### Data lines

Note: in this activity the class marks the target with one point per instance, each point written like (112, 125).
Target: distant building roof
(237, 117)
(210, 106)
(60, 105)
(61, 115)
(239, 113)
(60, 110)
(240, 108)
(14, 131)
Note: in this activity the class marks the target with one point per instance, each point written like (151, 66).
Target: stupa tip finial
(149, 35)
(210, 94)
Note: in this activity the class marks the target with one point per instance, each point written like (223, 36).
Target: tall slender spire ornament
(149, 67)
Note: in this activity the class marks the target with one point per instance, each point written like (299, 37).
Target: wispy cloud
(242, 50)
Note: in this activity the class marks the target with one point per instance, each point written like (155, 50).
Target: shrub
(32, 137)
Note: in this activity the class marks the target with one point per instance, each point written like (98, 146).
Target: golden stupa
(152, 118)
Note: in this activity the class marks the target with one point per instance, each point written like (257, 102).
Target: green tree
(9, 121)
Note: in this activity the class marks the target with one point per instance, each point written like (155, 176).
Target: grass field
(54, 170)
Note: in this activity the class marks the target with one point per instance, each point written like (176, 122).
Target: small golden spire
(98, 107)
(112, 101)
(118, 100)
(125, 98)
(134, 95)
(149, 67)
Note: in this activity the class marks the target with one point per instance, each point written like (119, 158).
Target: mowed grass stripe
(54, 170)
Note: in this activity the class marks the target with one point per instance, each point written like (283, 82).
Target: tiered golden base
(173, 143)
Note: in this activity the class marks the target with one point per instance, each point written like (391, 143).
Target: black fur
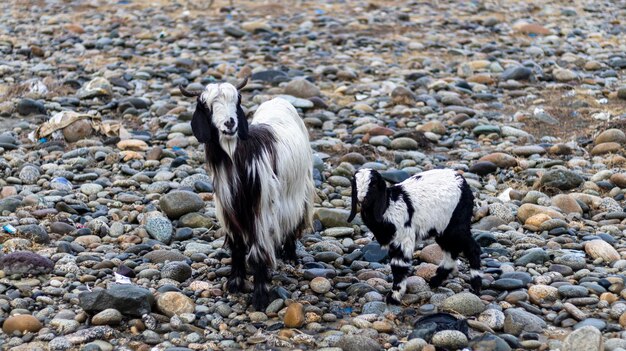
(253, 142)
(455, 239)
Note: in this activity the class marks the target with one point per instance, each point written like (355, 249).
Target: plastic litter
(9, 229)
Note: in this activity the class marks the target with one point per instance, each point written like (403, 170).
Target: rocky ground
(116, 243)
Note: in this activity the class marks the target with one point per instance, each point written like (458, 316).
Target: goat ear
(201, 122)
(242, 121)
(380, 204)
(354, 201)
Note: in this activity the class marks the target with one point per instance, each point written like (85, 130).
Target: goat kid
(435, 203)
(262, 175)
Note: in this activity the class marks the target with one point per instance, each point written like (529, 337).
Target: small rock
(302, 88)
(21, 323)
(178, 203)
(449, 339)
(584, 339)
(110, 316)
(320, 285)
(174, 303)
(358, 343)
(294, 317)
(601, 249)
(464, 303)
(178, 271)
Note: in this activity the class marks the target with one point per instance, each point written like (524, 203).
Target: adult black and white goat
(435, 203)
(262, 176)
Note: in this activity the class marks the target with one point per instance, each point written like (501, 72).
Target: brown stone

######

▸ Required task
Retype all of the items above verbatim, leaving the pictures out of your answer.

▸ Exercise response
Note: in this activity the class marks the target with one point per instance, each point written like (112, 125).
Target: distant building roof
(237, 117)
(210, 106)
(60, 105)
(61, 115)
(239, 113)
(60, 110)
(240, 108)
(14, 131)
Note: in this activity the class marks the target with one point per instance, each point written like (151, 66).
Target: stupa tip finial
(149, 35)
(210, 94)
Note: in this activity the class marks the target with one point per instance, each point written like (223, 36).
Target: tall slender spire ornament
(149, 67)
Note: in this activity the class marks the target with one point per instance, each point written like (299, 37).
Target: wispy cloud
(242, 50)
Note: in this activity the class marks the target with one point per instance, each point written like (155, 50).
Target: shrub
(32, 137)
Note: in this activity the class marks the target with one point per instance, each point written like (98, 146).
Target: golden stupa
(152, 118)
Note: in this activity the class marks the target with one point per instance, each point written like (257, 102).
Target: green tree
(9, 121)
Note: in this activity the class marks the target with one point per instance, each point written like (155, 176).
Target: grass field
(54, 170)
Note: in this activity the class marks the target with one point per instance, each point written like (176, 122).
Target: small golden spire
(98, 107)
(112, 101)
(118, 100)
(125, 98)
(134, 95)
(149, 67)
Note: in this activity the class marks the target with one point per instance, each point written like (119, 158).
Target: mowed grass stripe
(54, 170)
Note: in this activity the class marks the target with one point per instance, each point written like (283, 82).
Target: tiered golden base
(173, 143)
Note: in this activity the class marks the target with one point per instance, each point written like (391, 143).
Target: black fur
(253, 142)
(455, 239)
Note: in this activity the class marks the target with one point per instance, each point written like (355, 249).
Target: plastic litter
(9, 229)
Note: in this activity the class marks the target with one point per instance, each point written like (403, 170).
Target: rocky ground
(116, 243)
Note: in this activity the class marks the target with one point per instance, each point written like (458, 316).
Target: goat ear
(201, 122)
(242, 121)
(380, 204)
(354, 201)
Note: in this activity the class marks the target with one point per instance, each point written like (85, 130).
Target: goat kid
(435, 203)
(262, 175)
Note: in this activity the class marks the target with one point per instance, each point written like (529, 337).
Target: small rock
(302, 88)
(21, 323)
(178, 203)
(449, 339)
(584, 339)
(110, 316)
(320, 285)
(174, 303)
(358, 343)
(294, 317)
(601, 249)
(464, 303)
(178, 271)
Note: in this activity the class marks the target with one point per instance, each point written like (524, 203).
Target: adult black and white goat
(435, 203)
(262, 176)
Note: in this activity the class marks the target with one point per instance, each point written like (501, 72).
Target: brown stone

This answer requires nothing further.